La Guerre des Braves et le silence des agneaux

Par Jacques Bérubé

« LE MONDE EST DANGEREUX À VIVRE NON PAS TANT À CAUSE DE CEUX QUI FONT LE MAL,
MAIS À CAUSE DE CEUX QUI REGARDENT ET LAISSENT FAIRE.
»
– Albert Einstein

« QUAND L’ORDRE EST INJUSTICE, LE DÉSORDRE EST DÉJÀ UN COMMENCEMENT DE JUSTICE »
– Romain Rolland

Un peu partout au Canada, les Premières Nations se lèvent! Debout, la position la plus digne pour faire face à l’ennemi. Comme toujours, ils sont peu, ils sont faibles, mais ils sont debout, ensemble, côte à côte, coude à coude.

Les autochtones se lèvent pour faire face à un gouvernement qui, non seulement les ignore et les maintient dans un état de pauvreté perpétuelle, mais qui s’affaire aussi à mettre en pièces, en bafouant les règles d’éthique de la démocratie parlementaire, des lois et des règlements qui protégeaient les territoires qui sont les milieux de vie des autochtones, mais aussi des « visages pâles ».
-- -- --
#### [CONSIGNES]
1 - Dans le texte sur les Premières Nations, recopiez tout ce qui va de « La Guerre des » jusqu'à « ET LAISSENT FAIRE. » en remplaçant « agneaux » par « brebis ».
2 - Rédigez, s'il vous plaît, la suite du texte sur les Premières Nations à partir de sa dernière phrase.
-- -- --
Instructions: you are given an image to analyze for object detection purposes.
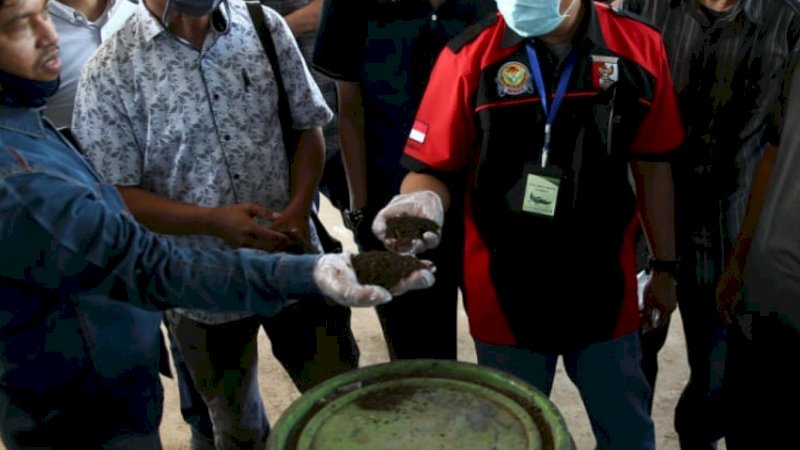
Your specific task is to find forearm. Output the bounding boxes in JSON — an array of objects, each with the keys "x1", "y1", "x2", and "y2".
[
  {"x1": 0, "y1": 178, "x2": 318, "y2": 314},
  {"x1": 400, "y1": 172, "x2": 450, "y2": 211},
  {"x1": 286, "y1": 127, "x2": 325, "y2": 215},
  {"x1": 117, "y1": 186, "x2": 212, "y2": 236},
  {"x1": 336, "y1": 81, "x2": 368, "y2": 209},
  {"x1": 631, "y1": 161, "x2": 677, "y2": 260},
  {"x1": 283, "y1": 0, "x2": 322, "y2": 37}
]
-- -- --
#### [RÉPONSES PAR CONSIGNE]
1 -
La Guerre des Braves et le silence des brebis

Par Jacques Bérubé

« LE MONDE EST DANGEREUX À VIVRE NON PAS TANT À CAUSE DE CEUX QUI FONT LE MAL,
MAIS À CAUSE DE CEUX QUI REGARDENT ET LAISSENT FAIRE.

2 -
Les Québécois sont réputés pour être, parmi les Canadiens, ceux qui ont le plus à cœur la protection de l’environnement. Le conflit qui oppose la ville de Gaspé à la compagnie Pétrolia — experte au moins autant dans l’exploitation et la production de larmes de crocodiles et de démagogie que de pétrole — démontre bien qu’il y a toujours des gens pour qui le droit citoyen passe avant le développement industriel et financier. Mais, sur d’autres plans…

Trop peu de gens se sont levés, comme l’ont fait les autochtones, pour dénoncer l’affaiblissement — quel euphémisme! —, de la loi sur la protection des eaux navigables infligé par les conservateurs de Stephen Harper, lors de l’adoption de la loi omnibus-mammouth-rouleau à asphalte C-45. Avec ces changements, ouvertement pro-industrie et anti-écologiste, seuls 97 lacs et 62 rivières, sur les dizaines de milliers du Canada, seront désormais protégés par la nouvelle loi. Quant aux berges du fleuve et aux fonds marins… Bienvenue Welcome au buffet all you can eat!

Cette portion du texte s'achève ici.